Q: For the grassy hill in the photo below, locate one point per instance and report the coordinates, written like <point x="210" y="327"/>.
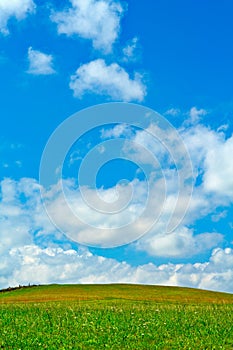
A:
<point x="78" y="292"/>
<point x="116" y="316"/>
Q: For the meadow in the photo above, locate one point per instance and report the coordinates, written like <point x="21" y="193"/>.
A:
<point x="115" y="317"/>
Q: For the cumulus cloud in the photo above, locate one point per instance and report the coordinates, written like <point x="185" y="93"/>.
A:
<point x="97" y="20"/>
<point x="131" y="50"/>
<point x="211" y="152"/>
<point x="40" y="63"/>
<point x="195" y="115"/>
<point x="14" y="8"/>
<point x="180" y="243"/>
<point x="25" y="260"/>
<point x="109" y="80"/>
<point x="32" y="264"/>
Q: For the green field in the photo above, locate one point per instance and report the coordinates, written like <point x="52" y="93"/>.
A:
<point x="115" y="317"/>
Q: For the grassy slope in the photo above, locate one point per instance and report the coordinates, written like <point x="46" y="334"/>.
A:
<point x="113" y="291"/>
<point x="117" y="316"/>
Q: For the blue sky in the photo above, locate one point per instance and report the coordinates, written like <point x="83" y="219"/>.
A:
<point x="60" y="57"/>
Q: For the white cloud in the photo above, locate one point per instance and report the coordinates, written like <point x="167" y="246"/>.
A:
<point x="130" y="51"/>
<point x="32" y="264"/>
<point x="97" y="20"/>
<point x="211" y="154"/>
<point x="40" y="63"/>
<point x="173" y="112"/>
<point x="195" y="115"/>
<point x="110" y="80"/>
<point x="23" y="261"/>
<point x="116" y="131"/>
<point x="14" y="8"/>
<point x="180" y="243"/>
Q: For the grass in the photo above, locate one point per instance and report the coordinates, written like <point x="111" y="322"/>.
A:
<point x="115" y="317"/>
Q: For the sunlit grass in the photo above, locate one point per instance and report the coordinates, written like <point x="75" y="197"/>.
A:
<point x="115" y="321"/>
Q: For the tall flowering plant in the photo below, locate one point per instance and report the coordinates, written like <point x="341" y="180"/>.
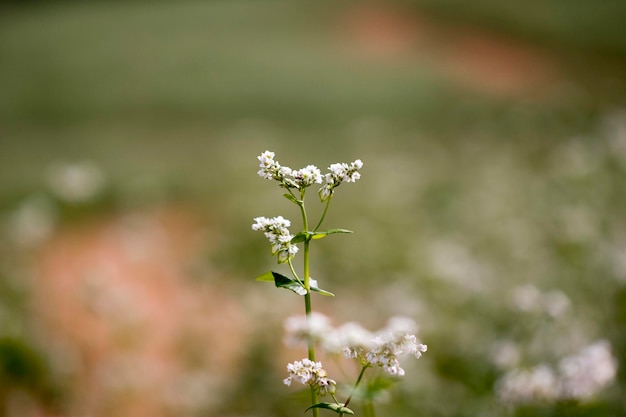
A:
<point x="381" y="349"/>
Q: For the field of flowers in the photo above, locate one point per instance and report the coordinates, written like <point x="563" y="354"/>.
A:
<point x="489" y="209"/>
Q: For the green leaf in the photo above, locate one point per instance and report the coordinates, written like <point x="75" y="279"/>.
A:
<point x="266" y="277"/>
<point x="300" y="237"/>
<point x="336" y="407"/>
<point x="321" y="291"/>
<point x="292" y="198"/>
<point x="282" y="281"/>
<point x="320" y="235"/>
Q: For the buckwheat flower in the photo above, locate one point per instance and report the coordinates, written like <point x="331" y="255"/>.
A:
<point x="307" y="176"/>
<point x="338" y="173"/>
<point x="351" y="339"/>
<point x="388" y="347"/>
<point x="528" y="386"/>
<point x="277" y="232"/>
<point x="586" y="373"/>
<point x="269" y="168"/>
<point x="312" y="374"/>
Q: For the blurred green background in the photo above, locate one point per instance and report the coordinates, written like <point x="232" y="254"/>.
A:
<point x="490" y="209"/>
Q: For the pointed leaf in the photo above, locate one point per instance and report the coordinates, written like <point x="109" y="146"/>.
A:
<point x="300" y="237"/>
<point x="336" y="407"/>
<point x="321" y="291"/>
<point x="282" y="281"/>
<point x="266" y="277"/>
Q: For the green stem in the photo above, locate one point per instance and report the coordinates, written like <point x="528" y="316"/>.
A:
<point x="293" y="271"/>
<point x="356" y="384"/>
<point x="323" y="214"/>
<point x="307" y="303"/>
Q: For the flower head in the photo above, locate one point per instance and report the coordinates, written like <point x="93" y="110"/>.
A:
<point x="288" y="178"/>
<point x="277" y="232"/>
<point x="393" y="342"/>
<point x="310" y="373"/>
<point x="338" y="173"/>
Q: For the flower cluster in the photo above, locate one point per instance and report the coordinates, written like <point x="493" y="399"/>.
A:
<point x="310" y="373"/>
<point x="579" y="377"/>
<point x="309" y="175"/>
<point x="289" y="178"/>
<point x="339" y="173"/>
<point x="276" y="230"/>
<point x="381" y="349"/>
<point x="387" y="349"/>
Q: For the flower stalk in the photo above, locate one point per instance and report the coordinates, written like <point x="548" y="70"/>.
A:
<point x="370" y="350"/>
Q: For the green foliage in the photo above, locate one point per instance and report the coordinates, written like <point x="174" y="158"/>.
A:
<point x="337" y="408"/>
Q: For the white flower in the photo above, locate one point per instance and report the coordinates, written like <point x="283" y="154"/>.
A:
<point x="339" y="172"/>
<point x="289" y="178"/>
<point x="307" y="176"/>
<point x="579" y="376"/>
<point x="392" y="343"/>
<point x="527" y="386"/>
<point x="277" y="232"/>
<point x="584" y="374"/>
<point x="310" y="373"/>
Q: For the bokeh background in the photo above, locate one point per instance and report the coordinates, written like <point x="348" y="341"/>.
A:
<point x="490" y="210"/>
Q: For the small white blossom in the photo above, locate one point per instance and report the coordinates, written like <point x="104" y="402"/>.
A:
<point x="289" y="178"/>
<point x="351" y="339"/>
<point x="307" y="176"/>
<point x="339" y="172"/>
<point x="579" y="376"/>
<point x="310" y="373"/>
<point x="389" y="347"/>
<point x="277" y="232"/>
<point x="528" y="386"/>
<point x="584" y="374"/>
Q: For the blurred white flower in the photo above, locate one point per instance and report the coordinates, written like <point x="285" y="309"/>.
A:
<point x="339" y="172"/>
<point x="506" y="354"/>
<point x="528" y="298"/>
<point x="310" y="373"/>
<point x="389" y="347"/>
<point x="32" y="222"/>
<point x="528" y="386"/>
<point x="290" y="178"/>
<point x="277" y="232"/>
<point x="580" y="377"/>
<point x="555" y="303"/>
<point x="297" y="329"/>
<point x="76" y="182"/>
<point x="586" y="373"/>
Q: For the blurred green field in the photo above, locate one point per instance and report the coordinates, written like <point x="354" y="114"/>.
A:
<point x="476" y="192"/>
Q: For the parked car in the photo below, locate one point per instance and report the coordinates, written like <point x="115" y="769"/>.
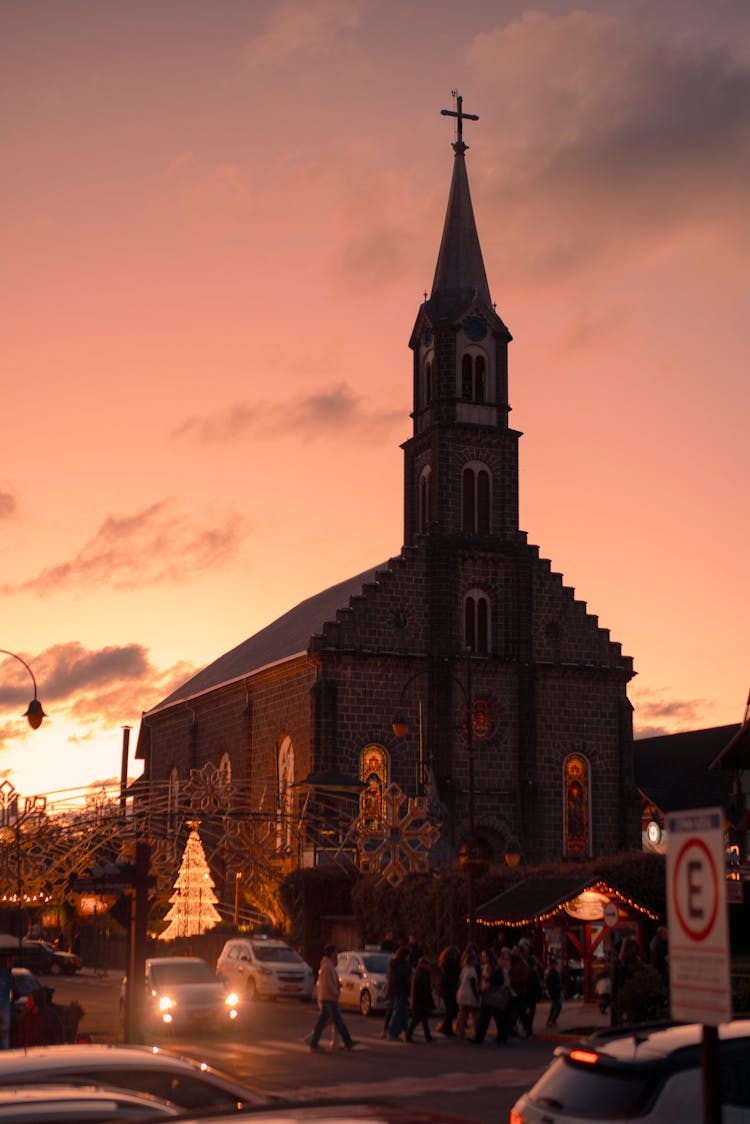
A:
<point x="339" y="1112"/>
<point x="362" y="976"/>
<point x="71" y="1104"/>
<point x="262" y="968"/>
<point x="652" y="1073"/>
<point x="39" y="957"/>
<point x="25" y="984"/>
<point x="182" y="991"/>
<point x="184" y="1081"/>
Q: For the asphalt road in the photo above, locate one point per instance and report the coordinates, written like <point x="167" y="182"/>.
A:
<point x="269" y="1052"/>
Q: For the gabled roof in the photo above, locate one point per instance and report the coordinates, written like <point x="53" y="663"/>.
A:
<point x="286" y="636"/>
<point x="672" y="771"/>
<point x="539" y="898"/>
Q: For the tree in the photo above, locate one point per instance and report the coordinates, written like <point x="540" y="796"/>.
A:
<point x="192" y="911"/>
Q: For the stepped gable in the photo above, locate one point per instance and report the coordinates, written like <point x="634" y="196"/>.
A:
<point x="287" y="635"/>
<point x="565" y="631"/>
<point x="378" y="615"/>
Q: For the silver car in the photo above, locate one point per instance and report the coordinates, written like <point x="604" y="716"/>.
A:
<point x="650" y="1073"/>
<point x="182" y="991"/>
<point x="362" y="976"/>
<point x="190" y="1084"/>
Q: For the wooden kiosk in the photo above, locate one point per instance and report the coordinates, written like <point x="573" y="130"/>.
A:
<point x="578" y="921"/>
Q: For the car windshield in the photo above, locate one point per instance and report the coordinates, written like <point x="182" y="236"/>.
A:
<point x="377" y="963"/>
<point x="174" y="971"/>
<point x="278" y="955"/>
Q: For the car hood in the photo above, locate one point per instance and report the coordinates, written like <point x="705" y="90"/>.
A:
<point x="192" y="993"/>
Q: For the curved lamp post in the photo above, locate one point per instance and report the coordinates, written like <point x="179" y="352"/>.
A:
<point x="34" y="712"/>
<point x="400" y="727"/>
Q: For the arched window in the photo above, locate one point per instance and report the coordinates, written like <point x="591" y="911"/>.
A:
<point x="473" y="377"/>
<point x="476" y="493"/>
<point x="172" y="801"/>
<point x="225" y="779"/>
<point x="576" y="806"/>
<point x="476" y="622"/>
<point x="373" y="772"/>
<point x="286" y="795"/>
<point x="427" y="382"/>
<point x="425" y="500"/>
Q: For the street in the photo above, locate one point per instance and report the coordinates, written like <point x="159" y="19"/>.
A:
<point x="268" y="1051"/>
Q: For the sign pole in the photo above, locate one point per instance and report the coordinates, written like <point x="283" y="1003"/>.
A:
<point x="698" y="937"/>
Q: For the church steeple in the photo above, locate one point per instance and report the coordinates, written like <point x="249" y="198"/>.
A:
<point x="461" y="462"/>
<point x="460" y="273"/>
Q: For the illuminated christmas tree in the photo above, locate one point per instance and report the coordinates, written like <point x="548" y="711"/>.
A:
<point x="192" y="903"/>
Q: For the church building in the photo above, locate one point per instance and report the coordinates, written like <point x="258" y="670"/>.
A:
<point x="462" y="670"/>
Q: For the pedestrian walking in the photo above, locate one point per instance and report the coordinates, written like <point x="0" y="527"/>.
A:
<point x="517" y="980"/>
<point x="494" y="1000"/>
<point x="553" y="985"/>
<point x="468" y="991"/>
<point x="328" y="989"/>
<point x="6" y="997"/>
<point x="449" y="966"/>
<point x="397" y="989"/>
<point x="421" y="999"/>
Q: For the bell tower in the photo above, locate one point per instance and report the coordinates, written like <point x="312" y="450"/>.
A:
<point x="461" y="461"/>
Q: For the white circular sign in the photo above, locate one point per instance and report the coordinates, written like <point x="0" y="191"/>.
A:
<point x="611" y="914"/>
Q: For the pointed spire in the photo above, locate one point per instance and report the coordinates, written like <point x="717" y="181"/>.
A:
<point x="460" y="272"/>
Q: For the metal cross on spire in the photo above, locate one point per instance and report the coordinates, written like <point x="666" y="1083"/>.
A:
<point x="458" y="112"/>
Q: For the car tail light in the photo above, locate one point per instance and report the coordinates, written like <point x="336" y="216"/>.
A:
<point x="588" y="1057"/>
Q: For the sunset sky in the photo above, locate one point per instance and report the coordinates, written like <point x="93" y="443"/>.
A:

• [What is expected] Produce an exact copy of the lines from the one containing "Q: For the church building" through the last line, and of nothing else.

• [Response below]
Q: For the church building in the photo above, locate one point per instance and report the coordinates, written like <point x="258" y="670"/>.
A:
<point x="462" y="670"/>
Q: For the pedestrian walking in the photo above, locate one point per instance and report the coordinates, written like <point x="0" y="527"/>.
A:
<point x="517" y="980"/>
<point x="494" y="1000"/>
<point x="553" y="985"/>
<point x="468" y="991"/>
<point x="328" y="989"/>
<point x="6" y="997"/>
<point x="449" y="966"/>
<point x="397" y="989"/>
<point x="421" y="999"/>
Q: For the bell tower in the photo above, locate one point per instance and report the coordinates, written like <point x="312" y="450"/>.
A:
<point x="461" y="461"/>
Q: For the white circular sign in the photo above, locate one point per instance and report the coordinates, written like <point x="0" y="191"/>.
A:
<point x="611" y="914"/>
Q: For the pointed spire in the photo above, locate one point per instance and report the coordinates, written like <point x="717" y="181"/>.
A:
<point x="460" y="272"/>
Q: For the metal cross on spire in the photo above, locate one point per instance and report the coordinates, written like <point x="666" y="1083"/>.
A:
<point x="458" y="112"/>
Q: For the car tail light in the photo above, locate one point per instance and report the coordinates, written like <point x="336" y="216"/>.
A:
<point x="588" y="1057"/>
Q: For the sunset sky in the photo above, locate one point per instance and report the coordinates, written like <point x="93" y="443"/>.
A:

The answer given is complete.